Two other controversies arose in these closing years of Elizabeth's reign, both of which had certain relations, direct or indirect, with the governing powers of the State. One of these, viz. the predestinarian controversy, arose with a sermon by a Fellow of Caius College Cambridge, Barret by name, who called in question in the University pulpit some of the dogmas of the prevailing Calvinism of the period. This sermon, and the disputes which followed it, showed how completely these opinions were at the time in possession of the field in the English Church; Whitgift himself, Whitaker (the Regius Professor of Divinity), together with the great majority of the bishops and heads of houses, taking part against Barret. It showed also, at the same time, that there were, even then, especially among the younger divines, a few who were beginning to revolt against them, with one notable leader among the seniors in the person of Dr. Baro, the Margaret Professor. The point, however, with which we are concerned is this, that the controversy gave rise to a somewhat singular proceeding on the part of the archbishop, who seems to have assembled a meeting of bishops and clergy at Lambeth, which drew up a series of Calvinistic propositions since known as the 'Lambeth Articles.' It is impossible to read Strype's account of the proceeding, and especially the archbishop's letter[28] to the heads of houses at Cambridge, without a feeling that he must have been conscious that he was dealing with the whole matter in a perfunctory and irregular way, and endeavouring to keep matters quiet by a tacit assumption of an authority which he felt to be more than doubtful In any case, however, he was reckoning without his host, and was brought up somewhat abruptly by a letter from Sir R. Cecil, written by the Queen's order, which completes the view of the situation so graphically that I give it at length as it is quoted by Strype:—

'That her Majesty had heard, as of Mr. Whitaker's death, so of some business that he came up about. And that she had commanded him to send unto his Grace to acquaint him that she misliked that any allowance had been given by his Grace and the rest of any such points to be disputed: being a matter tender and dangerous to weak, ignorant minds. And thereupon that she required of his Grace to suspend them. That he could not tell what to answer, but did this at Her Majesty's commandment and left the matter to his Grace, who, he knew, could best satisfy her in these things. And thus he humbly took his leave. From the Court, the 5th December, 1595.

'Your Grace's to command,

'Ro. Cecill.'

The Sabbatarian controversy[29] also arose towards the close of this reign, certain preachers, more or less inclined to the Puritan party, having begun to preach in various parts of the country that the command to observe the Sabbath was moral and perpetual, and that infringements of it were to be put upon the same level with crimes such as murder and adultery. This doctrine was met by the archbishop and the Lord Chief Justice with their usual methods— viz., citations before the courts and prohibition of printing. The intervention of the latter functionary serves to show that in this, as in other cases, the Church and State were at one. As usual, however, the doctrine which was only now beginning to excite attention continued to spread, and led, as we know, in the following reign, to serious disorders and difficulties. And thus, with the constantly attempted suppression of her adversaries on the one side and the other, in these last years of Elizabeth's reign, the Church of England was more and more differentiating herself from the Roman Church on the one hand, and from the Churches of the Reformation on the other; but as she was forced into this position in the first instance mainly by the individual will of the sovereign, so she has maintained it ever since by close connection with and intimate dependence on the existing civil power for the time being. But the consideration of the total results of Elizabeth's reign may well require a chapter to itself.

Named object pointing entries:
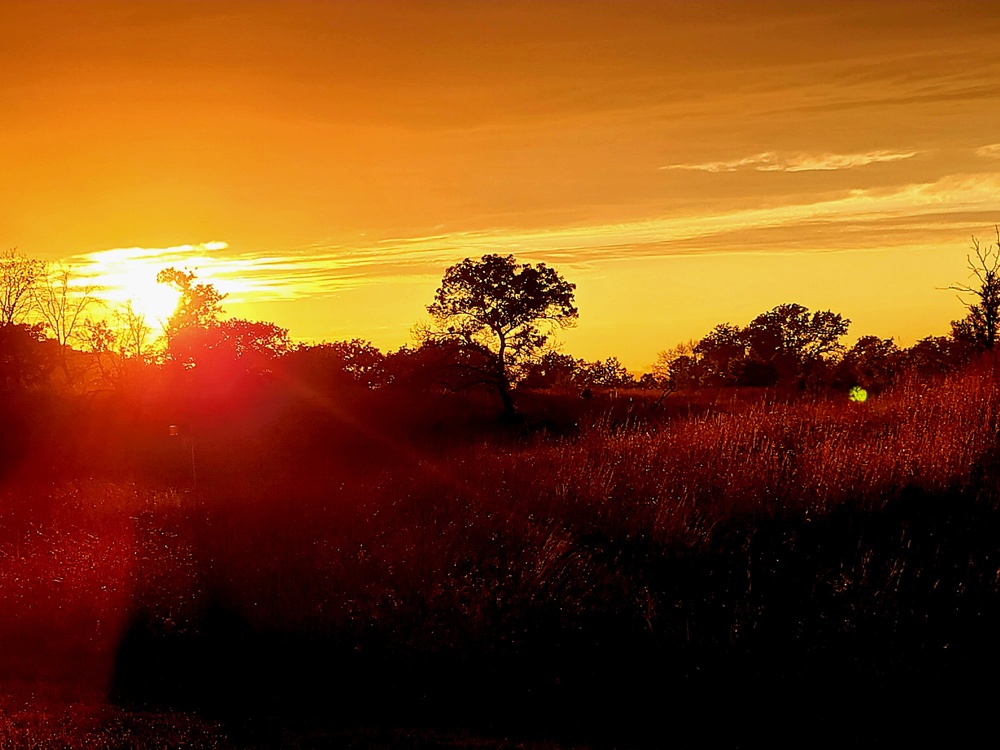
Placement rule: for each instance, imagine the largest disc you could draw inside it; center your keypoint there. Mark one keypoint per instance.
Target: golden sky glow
(685, 164)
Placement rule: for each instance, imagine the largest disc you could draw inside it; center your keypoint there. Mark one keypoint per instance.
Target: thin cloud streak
(769, 161)
(856, 219)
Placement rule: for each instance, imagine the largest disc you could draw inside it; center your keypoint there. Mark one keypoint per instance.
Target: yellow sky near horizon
(685, 164)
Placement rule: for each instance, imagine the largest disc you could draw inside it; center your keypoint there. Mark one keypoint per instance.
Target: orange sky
(685, 164)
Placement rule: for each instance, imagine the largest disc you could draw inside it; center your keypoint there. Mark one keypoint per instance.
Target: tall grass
(542, 577)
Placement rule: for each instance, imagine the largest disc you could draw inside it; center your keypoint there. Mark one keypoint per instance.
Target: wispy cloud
(853, 219)
(769, 161)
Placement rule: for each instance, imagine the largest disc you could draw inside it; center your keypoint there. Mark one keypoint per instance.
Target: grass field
(812, 570)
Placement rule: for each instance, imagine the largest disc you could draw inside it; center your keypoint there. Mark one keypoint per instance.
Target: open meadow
(598, 574)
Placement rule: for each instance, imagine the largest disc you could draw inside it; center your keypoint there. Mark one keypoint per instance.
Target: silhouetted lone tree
(980, 325)
(19, 277)
(498, 314)
(788, 343)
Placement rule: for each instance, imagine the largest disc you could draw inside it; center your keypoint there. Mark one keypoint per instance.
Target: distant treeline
(56, 336)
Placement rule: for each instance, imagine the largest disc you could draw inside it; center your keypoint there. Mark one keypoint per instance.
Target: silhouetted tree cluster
(786, 345)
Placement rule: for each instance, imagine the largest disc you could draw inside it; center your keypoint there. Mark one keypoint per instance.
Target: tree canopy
(497, 314)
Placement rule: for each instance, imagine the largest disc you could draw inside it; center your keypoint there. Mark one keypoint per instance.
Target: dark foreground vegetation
(712, 569)
(226, 541)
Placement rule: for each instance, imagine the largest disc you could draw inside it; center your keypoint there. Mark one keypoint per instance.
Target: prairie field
(599, 574)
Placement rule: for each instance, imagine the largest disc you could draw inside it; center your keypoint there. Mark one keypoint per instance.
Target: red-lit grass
(546, 571)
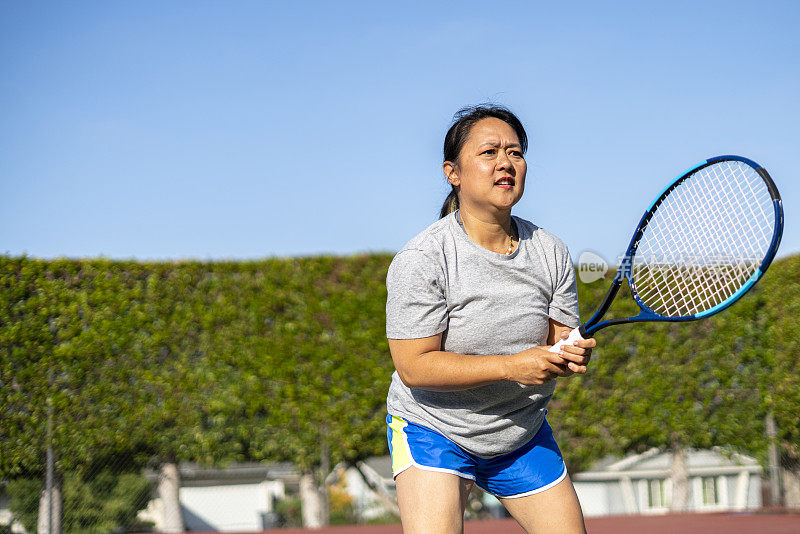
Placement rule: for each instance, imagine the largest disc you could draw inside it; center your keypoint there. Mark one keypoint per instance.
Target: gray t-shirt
(485, 303)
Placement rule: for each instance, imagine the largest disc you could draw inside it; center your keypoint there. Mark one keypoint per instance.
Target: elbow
(408, 378)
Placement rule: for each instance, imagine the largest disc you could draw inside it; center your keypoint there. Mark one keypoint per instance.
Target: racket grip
(573, 336)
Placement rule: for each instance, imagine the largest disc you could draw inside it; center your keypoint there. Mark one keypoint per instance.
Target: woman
(474, 302)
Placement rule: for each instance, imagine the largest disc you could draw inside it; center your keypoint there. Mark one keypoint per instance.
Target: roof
(656, 463)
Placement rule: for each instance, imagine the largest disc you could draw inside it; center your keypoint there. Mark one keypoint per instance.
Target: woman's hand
(577, 356)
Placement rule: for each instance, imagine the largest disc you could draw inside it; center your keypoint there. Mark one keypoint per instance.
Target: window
(710, 491)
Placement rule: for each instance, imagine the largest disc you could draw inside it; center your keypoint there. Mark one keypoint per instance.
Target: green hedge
(266, 360)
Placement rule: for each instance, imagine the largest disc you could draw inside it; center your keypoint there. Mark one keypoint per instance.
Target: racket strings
(704, 241)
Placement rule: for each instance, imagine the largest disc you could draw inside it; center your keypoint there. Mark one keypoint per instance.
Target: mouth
(506, 182)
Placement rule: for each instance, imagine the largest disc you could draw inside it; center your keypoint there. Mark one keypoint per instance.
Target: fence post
(774, 463)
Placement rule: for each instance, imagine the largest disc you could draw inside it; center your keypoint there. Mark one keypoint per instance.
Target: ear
(450, 173)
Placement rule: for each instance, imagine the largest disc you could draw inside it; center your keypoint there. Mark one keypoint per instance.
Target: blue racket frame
(625, 270)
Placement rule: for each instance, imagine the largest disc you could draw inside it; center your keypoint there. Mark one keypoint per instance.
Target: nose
(503, 162)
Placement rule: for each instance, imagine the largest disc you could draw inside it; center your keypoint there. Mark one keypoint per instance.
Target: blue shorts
(534, 467)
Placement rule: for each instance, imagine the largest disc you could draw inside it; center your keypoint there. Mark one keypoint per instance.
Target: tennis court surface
(760, 523)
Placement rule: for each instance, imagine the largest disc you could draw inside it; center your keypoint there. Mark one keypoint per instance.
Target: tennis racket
(706, 239)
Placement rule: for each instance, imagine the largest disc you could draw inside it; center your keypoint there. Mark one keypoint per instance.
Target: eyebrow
(496, 144)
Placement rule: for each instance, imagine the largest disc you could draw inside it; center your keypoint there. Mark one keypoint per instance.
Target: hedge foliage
(265, 360)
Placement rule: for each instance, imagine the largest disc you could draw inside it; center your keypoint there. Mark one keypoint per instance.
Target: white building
(238, 498)
(640, 484)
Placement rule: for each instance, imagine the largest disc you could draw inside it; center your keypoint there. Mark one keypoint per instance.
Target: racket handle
(573, 336)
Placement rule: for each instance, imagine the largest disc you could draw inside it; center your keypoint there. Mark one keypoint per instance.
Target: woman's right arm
(422, 364)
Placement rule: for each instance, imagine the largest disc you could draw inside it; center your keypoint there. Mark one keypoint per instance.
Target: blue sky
(217, 130)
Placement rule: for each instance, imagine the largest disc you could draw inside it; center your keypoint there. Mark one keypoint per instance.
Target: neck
(492, 232)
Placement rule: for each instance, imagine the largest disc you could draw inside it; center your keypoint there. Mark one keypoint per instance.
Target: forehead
(492, 130)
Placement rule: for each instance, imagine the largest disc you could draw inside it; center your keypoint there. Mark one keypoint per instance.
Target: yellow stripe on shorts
(401, 454)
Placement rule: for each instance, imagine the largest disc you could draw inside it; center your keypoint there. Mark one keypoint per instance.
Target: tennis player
(474, 302)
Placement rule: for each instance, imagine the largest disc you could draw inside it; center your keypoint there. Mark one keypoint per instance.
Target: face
(490, 172)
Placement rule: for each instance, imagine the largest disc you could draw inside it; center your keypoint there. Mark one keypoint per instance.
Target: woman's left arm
(578, 354)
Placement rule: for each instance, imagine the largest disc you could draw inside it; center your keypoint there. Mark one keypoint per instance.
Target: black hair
(463, 121)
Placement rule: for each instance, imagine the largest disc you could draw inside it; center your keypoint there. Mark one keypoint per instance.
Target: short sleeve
(564, 304)
(415, 303)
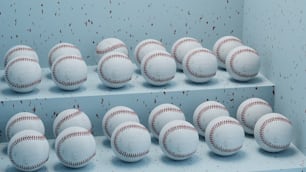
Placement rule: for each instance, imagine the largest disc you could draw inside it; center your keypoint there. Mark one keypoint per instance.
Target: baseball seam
(67, 83)
(19, 140)
(198, 75)
(204, 109)
(69, 136)
(122, 152)
(15, 85)
(168, 132)
(15, 50)
(232, 58)
(107, 121)
(211, 136)
(146, 72)
(245, 109)
(111, 48)
(262, 132)
(104, 60)
(158, 113)
(143, 45)
(221, 44)
(179, 44)
(19, 119)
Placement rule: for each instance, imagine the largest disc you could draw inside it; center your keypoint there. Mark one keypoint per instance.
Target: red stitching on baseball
(68, 136)
(14, 50)
(155, 115)
(246, 107)
(262, 133)
(114, 114)
(221, 44)
(211, 136)
(19, 140)
(168, 132)
(180, 43)
(118, 56)
(20, 85)
(67, 83)
(59, 47)
(111, 48)
(19, 119)
(145, 44)
(232, 58)
(198, 75)
(206, 108)
(122, 152)
(66, 118)
(146, 70)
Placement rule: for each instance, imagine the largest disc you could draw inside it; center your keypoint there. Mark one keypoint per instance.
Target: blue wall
(277, 29)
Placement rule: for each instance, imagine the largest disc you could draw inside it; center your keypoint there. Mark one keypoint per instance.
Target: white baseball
(22, 121)
(131, 141)
(250, 110)
(75, 147)
(199, 65)
(62, 49)
(206, 112)
(179, 140)
(20, 50)
(146, 46)
(69, 72)
(28, 150)
(161, 115)
(273, 132)
(223, 46)
(224, 136)
(23, 74)
(243, 63)
(181, 47)
(110, 45)
(158, 68)
(115, 69)
(115, 116)
(69, 118)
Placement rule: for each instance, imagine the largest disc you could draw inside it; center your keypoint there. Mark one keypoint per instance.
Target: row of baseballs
(115, 68)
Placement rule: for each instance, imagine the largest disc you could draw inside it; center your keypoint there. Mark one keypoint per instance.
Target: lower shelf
(250, 158)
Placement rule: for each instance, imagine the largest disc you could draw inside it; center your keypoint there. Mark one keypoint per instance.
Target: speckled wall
(277, 29)
(42, 24)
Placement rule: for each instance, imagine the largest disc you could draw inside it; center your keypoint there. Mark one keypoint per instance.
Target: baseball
(23, 121)
(223, 46)
(242, 63)
(224, 136)
(158, 68)
(69, 72)
(199, 65)
(116, 116)
(115, 69)
(161, 115)
(131, 141)
(23, 74)
(75, 147)
(62, 49)
(181, 47)
(20, 50)
(146, 46)
(178, 140)
(28, 150)
(273, 132)
(206, 112)
(250, 110)
(110, 45)
(69, 118)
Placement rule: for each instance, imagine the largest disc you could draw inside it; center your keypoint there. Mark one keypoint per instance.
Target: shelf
(250, 158)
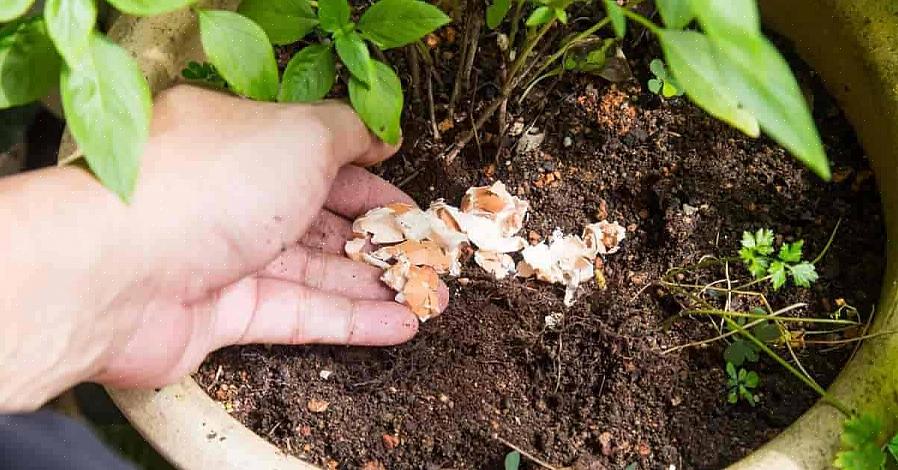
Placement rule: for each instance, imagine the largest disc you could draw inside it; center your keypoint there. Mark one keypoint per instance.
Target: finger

- **The exercise**: Continue the passage on the church controversies of Elizabeth's final years, starting after its last sentence.

- **Result of the exercise**:
  1. This Act is sometimes referred to as in no way admitting non-Episcopal orders, and it is said to be a disabling Act, aimed at the surviving Catholic clergy, and requiring them, so to speak, to give security for their loyal behaviour towards the Queen and the Established Church. This, no doubt, is true, but not the whole truth. An Act of Parliament is judged by what it says, and the same words admitted non-Episcopal as well as Roman orders. That it was considered so to do is proved by two passages from the works of Bishop Cosin, vol. iv. pp. 403-7 and 449-50.
  2. Lewis, Reformation Settlement, p. 267, note.
  3. Grindal's answer to Bullinger's letter on the 'habit' question. He says that when the bishops who had been exiles in Germany could not persuade the Queen and Parliament to remove these habits out of the Church, though they had long endeavoured it, by common consent they thought it best not to leave the Church for some rites, which were not many nor in themselves wicked, especially since the purity of the Gospel remained safe and free to them. Nor had they to this present time repented themselves of this counsel; for their churches, God giving the increase, were augmented much, which otherwise had been prey to Lutherans and Semi-papists. Strype, Grindal, p. 156.
  4. See, for example, Norton's letter to Whitgift in Strype, Whitgift, vol. i. pp. 58-9. See also Archbishop Hutton's letter to Lord Cranborn at the beginning of the next reign; Strype, Whitgift, vol. iii. p. 420. Also extract from Archbishop Sandy's will in Strype, Whitgift, vol. i. p. 548. Also An7ials, vol. iii. pt. ii. pp. 67-8.
  5. The controversy between Hooker and Travers, and Archbishop Whitgift's remarks upon it, in Walton's life of Hooker, Keble's Hooker, vol. i. pp. 54-65.
  6. Keble's Hooker, vol. iii. pp. 573-4.
  7. Strype, Grindal, pp. 325-36.
  8. See her letter to Whitgift, Bishop of Worcester, In Strype, Whitgift, vol. i. pp. 163-4.
  9. Convocation had petitioned for the removal of Grindal's sequestration in 1581, and in 1582 he made a submission, and was restored. The Queen even then wished him to resign, but the arrangements for his doing so were not completed at the time of his death, in July 1583.
  10. Burnet, vol. iii. p. 513, and Strype as there referred to.
  11. Strype, Annals, vol. ii. pt. ii. p. 169.
  12. Annals, vol. ii. pt. ii. Appendix xiii. p. 620.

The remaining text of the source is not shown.